• WRITTEN PROBLEM:
Arrange the records between the line holding "The component shall return one point per instance of the no" and the end of the records, inclusive, as a two-column CSV with the columns text and answer. Give one row for each record, put each field in quotation marks, turn its line breaks into spaces, and leave out the pictures.

• PROVIDED RECORDS:
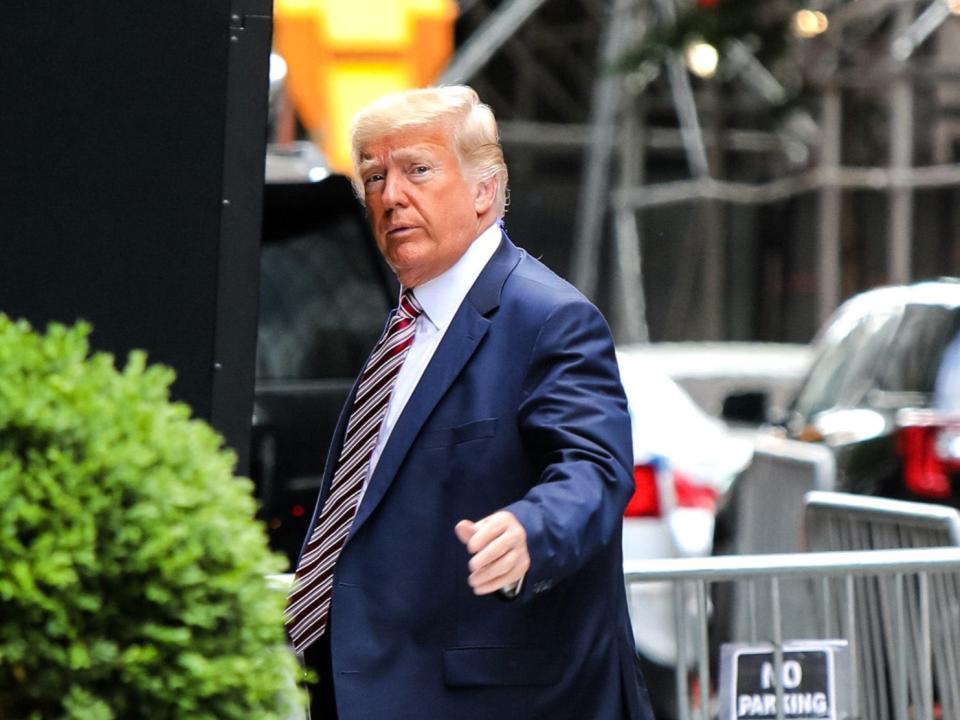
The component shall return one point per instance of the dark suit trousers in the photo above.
(322, 703)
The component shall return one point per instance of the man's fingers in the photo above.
(492, 577)
(494, 550)
(488, 529)
(498, 544)
(465, 530)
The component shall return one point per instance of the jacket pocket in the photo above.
(461, 433)
(501, 665)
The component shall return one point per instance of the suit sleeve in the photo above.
(575, 427)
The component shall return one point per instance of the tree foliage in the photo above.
(132, 573)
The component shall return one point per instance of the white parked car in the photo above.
(684, 462)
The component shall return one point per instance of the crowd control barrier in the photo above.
(893, 672)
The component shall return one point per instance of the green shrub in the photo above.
(132, 572)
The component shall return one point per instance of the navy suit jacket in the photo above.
(520, 408)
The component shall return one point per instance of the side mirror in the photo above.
(745, 407)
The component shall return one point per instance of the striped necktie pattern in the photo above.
(308, 606)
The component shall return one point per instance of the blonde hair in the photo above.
(471, 124)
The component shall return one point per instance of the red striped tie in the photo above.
(309, 603)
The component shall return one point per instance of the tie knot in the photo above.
(409, 305)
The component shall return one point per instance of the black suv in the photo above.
(883, 390)
(324, 296)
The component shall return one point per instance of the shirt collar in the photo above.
(442, 296)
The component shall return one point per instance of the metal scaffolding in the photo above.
(561, 98)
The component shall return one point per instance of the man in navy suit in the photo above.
(480, 575)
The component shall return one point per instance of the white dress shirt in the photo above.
(440, 299)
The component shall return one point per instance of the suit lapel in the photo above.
(458, 345)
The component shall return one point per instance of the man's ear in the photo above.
(486, 191)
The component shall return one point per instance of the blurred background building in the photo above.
(704, 169)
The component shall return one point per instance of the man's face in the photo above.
(423, 211)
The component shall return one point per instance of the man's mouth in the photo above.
(399, 230)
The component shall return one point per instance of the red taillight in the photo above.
(646, 498)
(647, 502)
(930, 449)
(690, 494)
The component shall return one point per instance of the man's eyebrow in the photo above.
(415, 151)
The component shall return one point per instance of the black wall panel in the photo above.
(131, 171)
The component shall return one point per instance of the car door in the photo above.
(324, 297)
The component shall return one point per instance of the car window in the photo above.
(846, 365)
(946, 390)
(322, 304)
(913, 358)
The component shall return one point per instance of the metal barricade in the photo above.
(839, 521)
(909, 584)
(768, 518)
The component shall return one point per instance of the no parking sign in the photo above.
(814, 679)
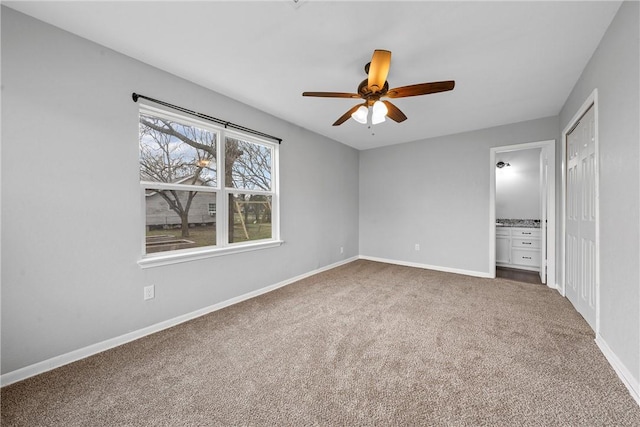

• TASK RESPONSE:
text,answer
"The component shall return one point per instance of the no parking sign in the photo above.","(814, 679)"